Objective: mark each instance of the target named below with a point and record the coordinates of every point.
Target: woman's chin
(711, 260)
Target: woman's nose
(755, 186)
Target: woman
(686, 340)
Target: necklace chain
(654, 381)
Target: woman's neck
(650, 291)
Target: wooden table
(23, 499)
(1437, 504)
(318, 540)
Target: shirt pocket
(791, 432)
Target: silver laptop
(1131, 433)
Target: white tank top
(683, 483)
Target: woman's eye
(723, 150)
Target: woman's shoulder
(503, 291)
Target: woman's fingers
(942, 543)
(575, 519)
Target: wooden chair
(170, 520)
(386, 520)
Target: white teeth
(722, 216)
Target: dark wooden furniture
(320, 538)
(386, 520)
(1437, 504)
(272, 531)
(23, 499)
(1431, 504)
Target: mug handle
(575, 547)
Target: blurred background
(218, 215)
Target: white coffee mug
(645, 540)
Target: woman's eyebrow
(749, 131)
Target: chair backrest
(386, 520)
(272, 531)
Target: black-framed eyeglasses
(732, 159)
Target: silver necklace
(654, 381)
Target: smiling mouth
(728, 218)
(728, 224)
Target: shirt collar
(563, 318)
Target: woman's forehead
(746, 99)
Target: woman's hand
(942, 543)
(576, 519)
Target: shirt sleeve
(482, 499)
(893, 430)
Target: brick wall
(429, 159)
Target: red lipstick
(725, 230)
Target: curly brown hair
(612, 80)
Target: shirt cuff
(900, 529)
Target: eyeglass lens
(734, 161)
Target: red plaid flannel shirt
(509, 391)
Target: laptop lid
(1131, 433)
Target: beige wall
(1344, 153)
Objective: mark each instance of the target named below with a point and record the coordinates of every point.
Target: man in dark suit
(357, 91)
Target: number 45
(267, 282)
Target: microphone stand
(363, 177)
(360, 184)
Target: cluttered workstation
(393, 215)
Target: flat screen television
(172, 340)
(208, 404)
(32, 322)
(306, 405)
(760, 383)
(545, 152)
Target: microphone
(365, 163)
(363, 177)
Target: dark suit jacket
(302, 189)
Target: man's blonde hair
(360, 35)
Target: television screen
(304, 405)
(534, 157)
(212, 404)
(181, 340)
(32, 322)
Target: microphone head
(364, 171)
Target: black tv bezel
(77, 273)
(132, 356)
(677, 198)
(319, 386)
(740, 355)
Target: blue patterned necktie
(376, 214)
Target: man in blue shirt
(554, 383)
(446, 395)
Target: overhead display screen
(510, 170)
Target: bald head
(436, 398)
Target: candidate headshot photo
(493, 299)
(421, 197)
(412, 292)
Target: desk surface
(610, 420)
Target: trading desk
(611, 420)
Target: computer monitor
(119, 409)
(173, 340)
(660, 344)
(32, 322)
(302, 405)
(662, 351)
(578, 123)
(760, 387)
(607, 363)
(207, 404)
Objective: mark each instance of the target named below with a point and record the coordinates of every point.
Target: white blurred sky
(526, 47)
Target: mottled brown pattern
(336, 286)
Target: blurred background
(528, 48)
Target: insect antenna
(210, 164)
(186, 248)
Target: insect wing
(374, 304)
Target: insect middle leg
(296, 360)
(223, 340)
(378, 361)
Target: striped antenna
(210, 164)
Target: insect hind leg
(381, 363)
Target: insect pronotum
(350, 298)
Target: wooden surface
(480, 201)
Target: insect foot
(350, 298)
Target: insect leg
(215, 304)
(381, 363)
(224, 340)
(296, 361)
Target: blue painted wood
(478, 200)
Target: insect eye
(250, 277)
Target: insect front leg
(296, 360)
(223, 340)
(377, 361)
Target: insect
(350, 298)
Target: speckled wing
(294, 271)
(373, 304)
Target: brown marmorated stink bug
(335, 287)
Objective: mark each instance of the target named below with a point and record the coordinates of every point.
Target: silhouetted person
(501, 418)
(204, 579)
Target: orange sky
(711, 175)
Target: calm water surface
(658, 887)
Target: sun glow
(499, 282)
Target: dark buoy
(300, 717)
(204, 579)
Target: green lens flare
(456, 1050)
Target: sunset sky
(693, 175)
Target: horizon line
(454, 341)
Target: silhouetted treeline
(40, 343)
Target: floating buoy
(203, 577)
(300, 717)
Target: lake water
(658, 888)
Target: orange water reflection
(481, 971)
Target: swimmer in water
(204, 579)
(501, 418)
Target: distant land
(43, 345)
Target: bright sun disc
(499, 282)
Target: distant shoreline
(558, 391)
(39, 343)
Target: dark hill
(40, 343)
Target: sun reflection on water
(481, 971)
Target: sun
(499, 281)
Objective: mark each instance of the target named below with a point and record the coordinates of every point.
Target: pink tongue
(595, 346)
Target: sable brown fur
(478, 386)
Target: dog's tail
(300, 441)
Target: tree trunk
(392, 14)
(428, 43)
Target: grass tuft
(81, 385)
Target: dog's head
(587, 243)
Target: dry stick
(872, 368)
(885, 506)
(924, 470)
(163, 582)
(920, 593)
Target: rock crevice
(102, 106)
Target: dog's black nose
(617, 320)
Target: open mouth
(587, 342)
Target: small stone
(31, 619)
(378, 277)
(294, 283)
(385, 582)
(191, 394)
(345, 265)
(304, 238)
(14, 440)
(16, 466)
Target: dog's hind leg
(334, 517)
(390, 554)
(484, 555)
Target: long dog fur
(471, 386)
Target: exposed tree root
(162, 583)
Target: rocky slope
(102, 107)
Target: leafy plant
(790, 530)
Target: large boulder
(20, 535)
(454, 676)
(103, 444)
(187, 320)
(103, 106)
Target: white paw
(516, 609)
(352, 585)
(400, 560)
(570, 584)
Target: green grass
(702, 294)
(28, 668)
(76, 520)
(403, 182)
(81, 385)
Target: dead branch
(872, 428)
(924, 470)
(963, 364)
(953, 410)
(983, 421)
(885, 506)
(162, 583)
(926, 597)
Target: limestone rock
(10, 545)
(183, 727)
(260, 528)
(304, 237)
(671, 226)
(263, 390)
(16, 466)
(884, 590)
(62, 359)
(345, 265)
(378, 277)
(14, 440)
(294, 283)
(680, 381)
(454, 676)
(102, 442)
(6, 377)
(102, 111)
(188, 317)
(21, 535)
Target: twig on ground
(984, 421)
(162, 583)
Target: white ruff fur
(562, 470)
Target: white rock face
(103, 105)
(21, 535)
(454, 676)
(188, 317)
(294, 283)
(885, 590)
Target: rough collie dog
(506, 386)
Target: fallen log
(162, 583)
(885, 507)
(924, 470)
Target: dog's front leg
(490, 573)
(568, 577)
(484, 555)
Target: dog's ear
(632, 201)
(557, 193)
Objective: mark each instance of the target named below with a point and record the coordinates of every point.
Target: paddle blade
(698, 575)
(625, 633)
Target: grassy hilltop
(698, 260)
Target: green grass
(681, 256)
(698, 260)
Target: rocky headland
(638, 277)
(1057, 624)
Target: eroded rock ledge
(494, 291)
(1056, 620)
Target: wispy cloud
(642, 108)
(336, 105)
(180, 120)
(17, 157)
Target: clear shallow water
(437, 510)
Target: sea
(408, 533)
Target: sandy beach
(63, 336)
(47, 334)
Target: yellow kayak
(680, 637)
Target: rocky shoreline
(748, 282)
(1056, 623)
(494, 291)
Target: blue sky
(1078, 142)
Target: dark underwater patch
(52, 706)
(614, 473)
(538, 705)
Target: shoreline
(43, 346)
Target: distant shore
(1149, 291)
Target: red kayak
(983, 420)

◆ Task description:
Reproduce all data above, unchanged.

◆ Answer to this problem:
Objective: mark each instance of the target named below with a point and record the coordinates of every point.
Target: woman's chin
(711, 260)
Target: woman's nose
(755, 186)
Target: woman
(686, 340)
Target: necklace chain
(654, 381)
Target: woman's neck
(650, 291)
Target: wooden table
(23, 499)
(1437, 504)
(318, 540)
Target: shirt pocket
(791, 432)
Target: silver laptop
(1131, 433)
Target: white tank top
(683, 483)
Target: woman's eye
(723, 150)
Target: woman's shoulder
(503, 291)
Target: woman's fingers
(942, 543)
(575, 519)
Target: wooden chair
(170, 520)
(386, 520)
Target: white teeth
(722, 216)
Target: dark wooden furniture
(320, 538)
(386, 520)
(1437, 504)
(272, 531)
(23, 499)
(1431, 504)
Target: mug handle
(575, 547)
Target: blurred background
(218, 215)
Target: white coffee mug
(645, 540)
Target: woman's eyebrow
(749, 131)
Target: chair backrest
(386, 520)
(272, 531)
Target: black-framed eyeglasses
(732, 159)
Target: silver necklace
(654, 381)
Target: smiling mouth
(728, 218)
(728, 224)
Target: shirt collar
(563, 318)
Target: woman's forehead
(746, 99)
Target: woman's hand
(942, 543)
(576, 519)
Target: shirt sleeve
(482, 499)
(893, 430)
Target: brick wall
(429, 159)
Target: red lipstick
(725, 230)
Target: curly brown hair
(612, 80)
Target: shirt cuff
(900, 529)
Target: eyeglass lens
(734, 161)
Target: red plaid flannel shirt
(509, 391)
Target: laptop lid
(1131, 433)
Target: beige wall
(1344, 153)
Objective: mark each instance of the target named below with a point and record the coordinates of every point.
Target: man in dark suit
(357, 91)
Target: number 45
(267, 282)
Target: microphone stand
(363, 177)
(360, 184)
Target: cluttered workstation
(393, 215)
Target: flat screen television
(172, 340)
(208, 404)
(32, 322)
(306, 405)
(760, 383)
(545, 152)
Target: microphone
(365, 163)
(363, 177)
Target: dark suit jacket
(302, 189)
Target: man's blonde hair
(360, 35)
Target: television screen
(304, 405)
(534, 157)
(212, 404)
(181, 340)
(32, 322)
Target: microphone head
(364, 171)
Target: black tv bezel
(77, 273)
(132, 356)
(677, 198)
(319, 386)
(740, 355)
Target: blue patterned necktie
(376, 214)
Target: man in blue shirt
(554, 383)
(446, 395)
Target: overhead display screen
(510, 170)
Target: bald head
(436, 398)
Target: candidate headshot photo
(493, 299)
(421, 197)
(412, 292)
Target: desk surface
(610, 420)
Target: trading desk
(611, 420)
Target: computer monitor
(119, 409)
(173, 340)
(660, 344)
(32, 322)
(302, 405)
(662, 351)
(578, 123)
(760, 387)
(607, 363)
(207, 404)
Objective: mark each instance of the target named below with a point and record the coordinates of every point.
Target: white blurred sky
(526, 47)
Target: mottled brown pattern
(336, 286)
Target: blurred background
(528, 48)
Target: insect antenna
(210, 164)
(186, 248)
Target: insect wing
(374, 304)
Target: insect middle leg
(296, 360)
(223, 340)
(378, 361)
Target: striped antenna
(210, 164)
Target: insect hind leg
(381, 363)
Target: insect pronotum
(350, 298)
Target: wooden surface
(480, 201)
Target: insect foot
(350, 298)
Target: insect leg
(215, 304)
(381, 363)
(224, 340)
(296, 361)
Target: blue painted wood
(478, 200)
Target: insect eye
(250, 277)
Target: insect front leg
(296, 360)
(223, 340)
(377, 361)
Target: insect
(350, 298)
Target: speckled wing
(294, 271)
(373, 304)
Target: brown marmorated stink bug
(335, 287)
Objective: mark each instance of the target named below with a point and record the coordinates of every point.
Target: silhouetted person
(501, 418)
(204, 579)
Target: orange sky
(711, 175)
Target: calm water surface
(658, 887)
Target: sun glow
(499, 282)
Target: dark buoy
(300, 717)
(204, 579)
Target: green lens flare
(456, 1050)
Target: sunset sky
(693, 175)
Target: horizon line
(454, 341)
Target: silhouetted treeline
(40, 343)
Target: floating buoy
(203, 577)
(300, 717)
Target: lake water
(658, 888)
Target: orange water reflection
(481, 971)
Target: swimmer in water
(204, 579)
(501, 418)
Target: distant land
(43, 345)
Target: bright sun disc
(499, 282)
Target: distant shoreline
(558, 391)
(39, 343)
Target: dark hill
(40, 343)
Target: sun reflection on water
(481, 971)
Target: sun
(499, 281)
Objective: mark each instance of the target named below with a point and record the coordinates of every point.
Target: pink tongue
(595, 346)
Target: sable brown fur
(478, 386)
Target: dog's tail
(300, 441)
Target: tree trunk
(392, 14)
(428, 43)
Target: grass tuft
(81, 385)
Target: dog's head
(587, 243)
Target: dry stick
(872, 368)
(885, 506)
(924, 470)
(163, 582)
(920, 593)
Target: rock crevice
(102, 106)
Target: dog's black nose
(617, 320)
Target: open mouth
(587, 342)
Target: small stone
(31, 619)
(378, 277)
(294, 283)
(385, 582)
(191, 394)
(345, 265)
(304, 238)
(14, 440)
(16, 466)
Target: dog's hind leg
(334, 517)
(390, 554)
(484, 555)
Target: long dog fur
(471, 386)
Target: exposed tree root
(162, 583)
Target: rocky slope
(102, 107)
Target: leafy plant
(790, 530)
Target: large boulder
(20, 535)
(454, 676)
(103, 444)
(187, 320)
(103, 106)
Target: white paw
(516, 609)
(352, 585)
(400, 560)
(570, 584)
Target: green grass
(702, 294)
(28, 668)
(76, 520)
(403, 182)
(81, 385)
Target: dead branch
(872, 428)
(924, 470)
(963, 364)
(953, 410)
(983, 421)
(885, 506)
(162, 583)
(926, 597)
Target: limestone rock
(10, 545)
(183, 727)
(260, 528)
(304, 237)
(671, 226)
(263, 390)
(16, 466)
(884, 590)
(62, 359)
(345, 265)
(378, 277)
(14, 440)
(294, 283)
(680, 381)
(454, 676)
(102, 442)
(6, 377)
(102, 111)
(188, 317)
(21, 535)
Target: twig on ground
(984, 421)
(162, 583)
Target: white ruff fur
(562, 470)
Target: white rock face
(103, 105)
(21, 535)
(454, 676)
(188, 317)
(294, 283)
(885, 590)
Target: rough collie dog
(506, 386)
Target: fallen log
(162, 583)
(885, 507)
(924, 470)
Target: dog's front leg
(490, 573)
(568, 577)
(484, 555)
Target: dog's ear
(632, 201)
(557, 193)
Objective: mark each instance of the target named below with a point and record the coordinates of every point.
Target: paddle blade
(698, 575)
(625, 633)
Target: grassy hilltop
(698, 260)
Target: green grass
(681, 256)
(698, 260)
Target: rocky headland
(638, 277)
(1057, 624)
Target: eroded rock ledge
(494, 291)
(1056, 620)
Target: wispy cloud
(642, 108)
(336, 105)
(180, 120)
(17, 157)
Target: clear shallow water
(437, 510)
Target: sea
(408, 533)
Target: sandy beach
(63, 336)
(47, 334)
Target: yellow kayak
(680, 637)
Target: rocky shoreline
(748, 282)
(1056, 623)
(494, 291)
Target: blue sky
(1078, 142)
Target: dark underwater patch
(52, 706)
(614, 473)
(538, 705)
Target: shoreline
(43, 346)
Target: distant shore
(1149, 291)
Target: red kayak
(983, 420)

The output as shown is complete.